Tel Aviv - The sigh of relief Israeli prime minister-
designate Benjamin Netanyahu heaved when the Labour Party voted
Tuesday night to join his emerging government may yet turn into one
of despair.
With the Labour Party on board, Netanyahu now has a coalition, one
which, while still containing a significant hawkish element, is not
as extremist as it would have been had the left-to-centre Labour
Party, and its leader, Defence Minister Ehud Barak, stayed out.
'He got the defence minister he wanted to handle the threat from
Iran and the national unity government he needed to show the world
that he was not a right-wing, peace-preventing fanatic,' analyst Gil
Hoffman said in the Jerusalem Post Wednesday.
But at the same time, Hoffman says, what Netanyahu did not get
stability.
On paper the premier-designate now has a government of 69
legislators, possibly going up to 74 if ongoing talks with other
parties are successful but in reality the picture is different.
About seven of the 13 Labour Party legislators who oppose joining
a Netanyahu-led coalition have intimated they may not support the
government.
At least one - outspoken lawmaker Sheli Yachimovich - has said she
will probably absent herself from the vote of confidence when the new
government is presented.
None of the seven have said they intend leaving the party, but
they are uncommitted on the amount of support they intend giving the
Netanyahu government.
This leaves Netanyahu able, at best, to count on the unqualified
backing of between 63 to 67 of the 120 legislators in the Knesset - a
stable enough majority on paper perhaps, but not necessarily in
practice.
Nor do Netanyahu's problems end with Labour legislators like
outgoing Education Minister Yuli Tamir, who say their party will
simply be nothing more that a 'fig leaf' for a rightist government.
One of his main coalition partners, the nationalist Yisrael
Beteinu party, is said to be angered over the fact that in return for
joining the coalition Labour is to receive 5 cabinet portfolios as
well as a deputy ministership.

SET TASK 1: Decide whether each statement agrees with the article on Netanyahu's coalition, answering yes or no and quoting the words that settle it: (a) The Labour Party voted on Tuesday night to join the government. (b) The Knesset has 150 legislators. (c) Labour is to receive five cabinet portfolios for joining the coalition.
SET TASK 2: Reproduce the passage of the article on Netanyahu's coalition starting with "But at the same" and going on through "Netanyahu government.".
SET TASK 3:
Answer these questions from the article on Netanyahu's coalition:
(a) Which analyst is quoted from the Jerusalem Post?
(b) On paper, how many legislators does the premier-designate's government have?
(c) Which outgoing minister is named among the Labour legislators who call their party a 'fig leaf'?
The data that comes next is separate material and has no connection to the article on Netanyahu's coalition.

ITEMS:
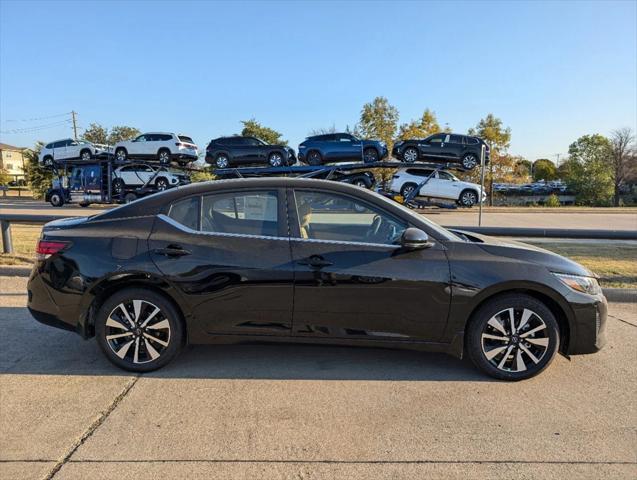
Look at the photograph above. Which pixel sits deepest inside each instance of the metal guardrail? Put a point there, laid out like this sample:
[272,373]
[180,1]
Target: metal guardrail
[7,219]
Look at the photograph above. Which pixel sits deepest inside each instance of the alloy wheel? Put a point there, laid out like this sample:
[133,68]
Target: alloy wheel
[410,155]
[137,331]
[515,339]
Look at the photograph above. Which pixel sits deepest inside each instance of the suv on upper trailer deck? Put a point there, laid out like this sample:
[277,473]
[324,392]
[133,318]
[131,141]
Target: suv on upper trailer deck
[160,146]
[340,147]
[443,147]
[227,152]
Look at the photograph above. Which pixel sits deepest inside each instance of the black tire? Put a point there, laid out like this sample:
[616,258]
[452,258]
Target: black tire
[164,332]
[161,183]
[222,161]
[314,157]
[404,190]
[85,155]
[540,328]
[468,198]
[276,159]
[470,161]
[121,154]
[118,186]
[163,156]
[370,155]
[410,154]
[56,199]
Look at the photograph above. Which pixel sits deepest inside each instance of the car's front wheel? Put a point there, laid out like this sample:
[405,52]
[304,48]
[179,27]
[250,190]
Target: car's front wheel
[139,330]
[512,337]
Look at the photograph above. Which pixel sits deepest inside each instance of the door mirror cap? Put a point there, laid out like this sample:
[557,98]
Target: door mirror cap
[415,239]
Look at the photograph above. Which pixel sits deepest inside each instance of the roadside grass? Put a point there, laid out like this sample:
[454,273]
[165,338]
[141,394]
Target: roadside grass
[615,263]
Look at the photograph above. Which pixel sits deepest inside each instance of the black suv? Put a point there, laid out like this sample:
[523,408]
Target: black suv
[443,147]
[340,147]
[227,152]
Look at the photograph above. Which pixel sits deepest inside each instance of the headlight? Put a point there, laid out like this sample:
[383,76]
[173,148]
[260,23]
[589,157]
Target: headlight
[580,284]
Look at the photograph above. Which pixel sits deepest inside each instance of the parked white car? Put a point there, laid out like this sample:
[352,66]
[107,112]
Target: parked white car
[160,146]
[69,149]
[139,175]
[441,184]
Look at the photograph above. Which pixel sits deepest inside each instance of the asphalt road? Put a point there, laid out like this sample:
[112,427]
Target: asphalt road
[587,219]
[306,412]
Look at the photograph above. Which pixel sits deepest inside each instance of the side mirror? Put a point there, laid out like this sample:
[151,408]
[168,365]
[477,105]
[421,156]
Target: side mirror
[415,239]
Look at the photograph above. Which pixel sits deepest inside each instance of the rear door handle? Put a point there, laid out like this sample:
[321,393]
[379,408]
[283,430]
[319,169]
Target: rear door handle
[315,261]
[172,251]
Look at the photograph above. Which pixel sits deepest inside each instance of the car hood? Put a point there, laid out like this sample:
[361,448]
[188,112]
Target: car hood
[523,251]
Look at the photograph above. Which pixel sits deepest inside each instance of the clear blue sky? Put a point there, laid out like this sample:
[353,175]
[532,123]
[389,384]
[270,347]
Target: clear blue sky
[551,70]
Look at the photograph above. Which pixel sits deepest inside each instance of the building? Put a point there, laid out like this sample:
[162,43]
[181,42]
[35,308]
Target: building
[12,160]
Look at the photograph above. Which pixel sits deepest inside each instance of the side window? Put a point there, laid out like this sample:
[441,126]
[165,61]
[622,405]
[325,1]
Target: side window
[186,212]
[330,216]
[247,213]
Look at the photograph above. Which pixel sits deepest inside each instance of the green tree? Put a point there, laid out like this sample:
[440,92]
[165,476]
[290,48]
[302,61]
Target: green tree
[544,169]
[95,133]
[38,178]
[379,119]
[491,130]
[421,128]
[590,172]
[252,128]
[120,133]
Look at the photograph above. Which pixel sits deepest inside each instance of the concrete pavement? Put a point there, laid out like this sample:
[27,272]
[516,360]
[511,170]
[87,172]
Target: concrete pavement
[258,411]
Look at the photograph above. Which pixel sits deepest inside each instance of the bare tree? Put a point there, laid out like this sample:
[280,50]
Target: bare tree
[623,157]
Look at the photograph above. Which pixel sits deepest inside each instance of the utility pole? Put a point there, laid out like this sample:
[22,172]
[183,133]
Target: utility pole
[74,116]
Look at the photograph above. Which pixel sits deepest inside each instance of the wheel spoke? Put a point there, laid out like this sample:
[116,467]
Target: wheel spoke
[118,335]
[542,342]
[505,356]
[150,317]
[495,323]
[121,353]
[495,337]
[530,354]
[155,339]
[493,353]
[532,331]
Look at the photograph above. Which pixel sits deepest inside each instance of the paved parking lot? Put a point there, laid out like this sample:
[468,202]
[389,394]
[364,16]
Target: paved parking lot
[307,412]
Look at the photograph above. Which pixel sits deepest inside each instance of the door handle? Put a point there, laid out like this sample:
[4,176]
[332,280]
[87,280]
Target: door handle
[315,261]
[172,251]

CORRECT ANSWER 1:
(a) Yes: "the Labour Party voted Tuesday night to join his emerging government"
(b) No: "of the 120 legislators in the Knesset"
(c) Yes: "Labour is to receive 5 cabinet portfolios"

CORRECT ANSWER 2:
But at the same time, Hoffman says, what Netanyahu did not get
stability.
On paper the premier-designate now has a government of 69
legislators, possibly going up to 74 if ongoing talks with other
parties are successful but in reality the picture is different.
About seven of the 13 Labour Party legislators who oppose joining
a Netanyahu-led coalition have intimated they may not support the
government.
At least one - outspoken lawmaker Sheli Yachimovich - has said she
will probably absent herself from the vote of confidence when the new
government is presented.
None of the seven have said they intend leaving the party, but
they are uncommitted on the amount of support they intend giving the
Netanyahu government.

CORRECT ANSWER 3:
(a) Gil Hoffman
(b) 69
(c) Education Minister Yuli Tamir